Data for analysis: Begin

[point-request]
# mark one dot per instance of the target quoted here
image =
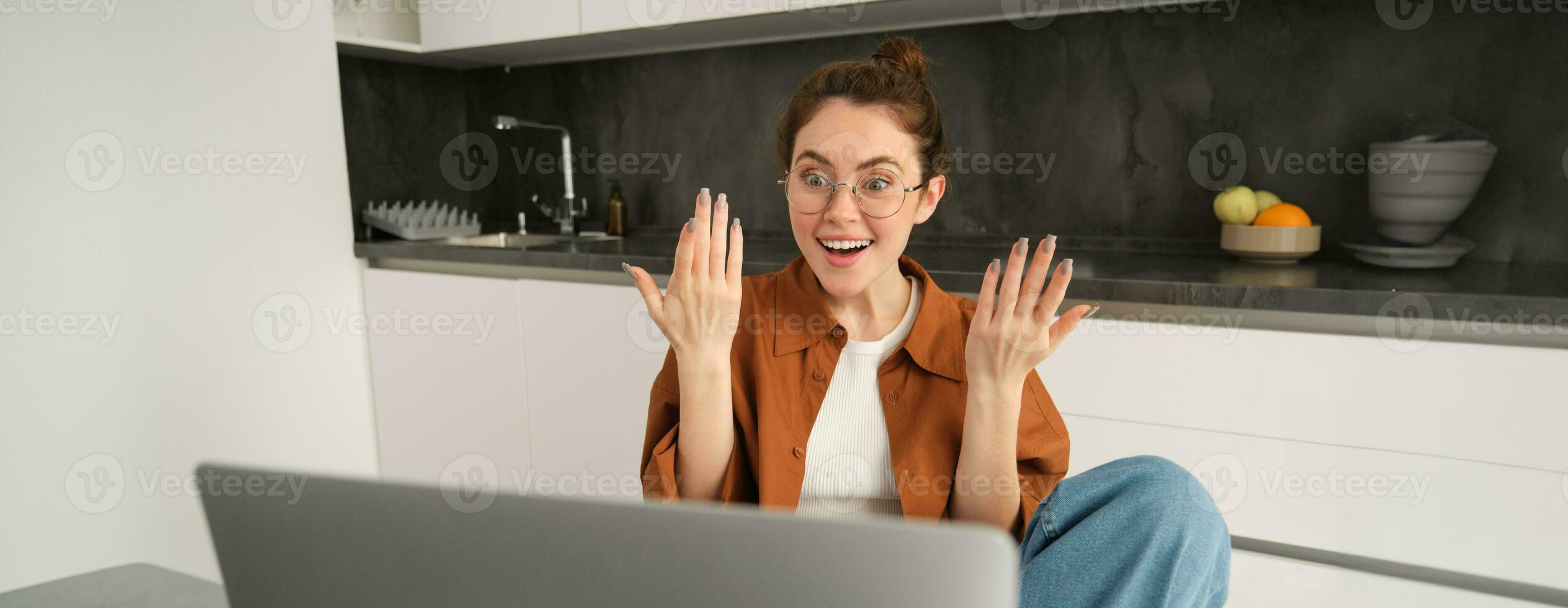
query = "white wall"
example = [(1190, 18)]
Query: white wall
[(181, 261)]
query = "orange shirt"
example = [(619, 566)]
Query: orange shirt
[(781, 361)]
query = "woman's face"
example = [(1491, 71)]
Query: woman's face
[(847, 141)]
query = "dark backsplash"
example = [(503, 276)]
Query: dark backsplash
[(1114, 102)]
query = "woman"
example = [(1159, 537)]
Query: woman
[(850, 385)]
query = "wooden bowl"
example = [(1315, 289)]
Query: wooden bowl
[(1271, 243)]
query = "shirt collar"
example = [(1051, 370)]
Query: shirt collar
[(802, 317)]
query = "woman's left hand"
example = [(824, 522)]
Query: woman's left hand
[(1012, 333)]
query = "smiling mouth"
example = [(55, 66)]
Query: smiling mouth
[(844, 248)]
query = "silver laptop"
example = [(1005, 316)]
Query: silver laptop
[(290, 540)]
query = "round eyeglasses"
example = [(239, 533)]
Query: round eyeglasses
[(879, 193)]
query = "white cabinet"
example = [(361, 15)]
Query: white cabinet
[(447, 373), (543, 378), (1449, 457), (588, 382), (540, 32), (599, 16), (462, 24), (1269, 582)]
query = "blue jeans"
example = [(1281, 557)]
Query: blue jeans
[(1137, 532)]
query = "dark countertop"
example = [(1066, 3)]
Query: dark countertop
[(1161, 273)]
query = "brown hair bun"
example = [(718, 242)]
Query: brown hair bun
[(902, 54), (891, 79)]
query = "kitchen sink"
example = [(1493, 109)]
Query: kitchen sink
[(507, 240)]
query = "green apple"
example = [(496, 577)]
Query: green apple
[(1268, 200), (1236, 206)]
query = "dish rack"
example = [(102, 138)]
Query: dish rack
[(435, 220)]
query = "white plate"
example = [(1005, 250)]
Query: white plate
[(1441, 254)]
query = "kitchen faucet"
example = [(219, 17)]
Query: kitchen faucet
[(567, 212)]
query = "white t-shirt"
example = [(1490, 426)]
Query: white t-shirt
[(849, 467)]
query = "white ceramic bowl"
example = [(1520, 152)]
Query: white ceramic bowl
[(1426, 187), (1271, 243)]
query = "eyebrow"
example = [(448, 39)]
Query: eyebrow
[(866, 165)]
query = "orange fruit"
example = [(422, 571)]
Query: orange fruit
[(1283, 213)]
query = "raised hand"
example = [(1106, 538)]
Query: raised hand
[(1012, 331), (700, 309)]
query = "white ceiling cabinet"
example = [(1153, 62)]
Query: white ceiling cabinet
[(469, 34), (463, 24), (601, 16)]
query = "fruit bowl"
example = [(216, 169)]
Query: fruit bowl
[(1271, 243)]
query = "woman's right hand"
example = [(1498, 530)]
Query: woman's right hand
[(700, 311)]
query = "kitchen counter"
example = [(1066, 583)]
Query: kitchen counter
[(1152, 276)]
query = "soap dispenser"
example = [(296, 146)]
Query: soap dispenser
[(615, 223)]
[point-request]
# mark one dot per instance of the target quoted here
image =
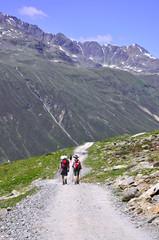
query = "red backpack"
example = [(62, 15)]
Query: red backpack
[(64, 163), (77, 164)]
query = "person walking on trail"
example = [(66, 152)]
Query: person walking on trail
[(76, 168), (64, 168)]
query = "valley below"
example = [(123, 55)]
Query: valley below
[(87, 211)]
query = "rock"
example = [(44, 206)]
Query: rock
[(130, 193), (156, 164), (155, 209), (142, 187), (139, 210), (125, 183), (151, 192), (151, 219), (9, 209), (145, 147)]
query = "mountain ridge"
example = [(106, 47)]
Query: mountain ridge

Data for analysis: End

Directions for this task
What is needed is an exact output of the records above, with every picture left out.

Written answer
[point-request]
# mark one dot per instance of the target quoted here
image =
query = "white wall"
example = [(1190, 18)]
Query: white wall
[(181, 261)]
query = "orange shirt"
example = [(619, 566)]
Query: orange shirt
[(781, 361)]
query = "woman's face"
example = [(1491, 71)]
Query: woman's face
[(847, 141)]
query = "dark backsplash"
example = [(503, 276)]
Query: dark backsplash
[(1114, 102)]
query = "woman"
example = [(1159, 537)]
Query: woman
[(850, 385)]
query = "wooden bowl"
example = [(1315, 289)]
Query: wooden bowl
[(1271, 243)]
query = "shirt collar"
example = [(1051, 370)]
Query: shirt collar
[(802, 317)]
query = "woman's left hand"
example = [(824, 522)]
Query: woman's left hand
[(1012, 333)]
query = "smiling mouth"
example = [(55, 66)]
Query: smiling mouth
[(844, 248)]
query = "silver laptop"
example = [(1005, 316)]
Query: silver laptop
[(290, 540)]
query = "round eyeglasses"
example = [(239, 533)]
Query: round eyeglasses
[(879, 193)]
query = "white cabinet"
example = [(361, 15)]
Query: white cabinet
[(447, 373), (543, 378), (1449, 457), (588, 382), (540, 32), (599, 16), (462, 24), (1269, 582)]
query = "blue jeans"
example = [(1281, 557)]
Query: blue jeans
[(1137, 532)]
query = "dark countertop"
example = [(1066, 3)]
Query: dark countertop
[(1161, 273)]
query = "brown hair bun"
example = [(718, 242)]
Query: brown hair bun
[(902, 54), (891, 79)]
query = "kitchen sink"
example = [(1493, 109)]
Query: kitchen sink
[(507, 240)]
query = "green apple"
example = [(496, 577)]
Query: green apple
[(1268, 200), (1236, 206)]
query = "dish rack"
example = [(102, 138)]
Query: dish rack
[(435, 220)]
query = "white plate"
example = [(1005, 250)]
Query: white plate
[(1441, 254)]
query = "kitchen faucet"
example = [(219, 17)]
Query: kitchen faucet
[(567, 212)]
query = "white t-shirt"
example = [(1490, 426)]
Query: white t-shirt
[(849, 467)]
query = "white ceramic bowl"
example = [(1520, 152)]
Query: white ceramic bowl
[(1426, 187), (1271, 243)]
query = "eyebrow"
example = [(448, 39)]
Query: eyebrow
[(866, 165)]
query = "orange fruit"
example = [(422, 571)]
Query: orange fruit
[(1283, 213)]
query = "raised hand"
example = [(1106, 538)]
Query: raised hand
[(1012, 331), (700, 309)]
query = "white ceiling cabinet"
example = [(1153, 62)]
Query: white ceiling cabinet
[(469, 34), (463, 24), (601, 16)]
query = "fruit bowl"
example = [(216, 169)]
Query: fruit bowl
[(1271, 243)]
query = "woman's right hand"
example = [(1498, 530)]
Query: woman's right hand
[(700, 311)]
query = "kitchen counter"
example = [(1066, 583)]
Query: kitchen counter
[(1152, 276)]
query = "soap dispenser"
example = [(296, 146)]
Query: soap dispenser
[(615, 223)]
[point-request]
# mark one dot per instance of the target quoted here
image =
query = "red backpack"
example = [(62, 15)]
Query: red backpack
[(64, 163), (77, 164)]
query = "person walking on trail"
example = [(66, 152)]
Query: person walking on trail
[(76, 168), (64, 168)]
query = "valley below"
example = [(123, 55)]
Query: valley below
[(87, 211)]
query = "rock"
example = [(44, 206)]
Query: rock
[(130, 193), (156, 164), (155, 209), (142, 187), (139, 210), (125, 183), (151, 192), (151, 219), (9, 209), (145, 147)]
query = "mountain ridge"
example = [(106, 47)]
Query: mountain ridge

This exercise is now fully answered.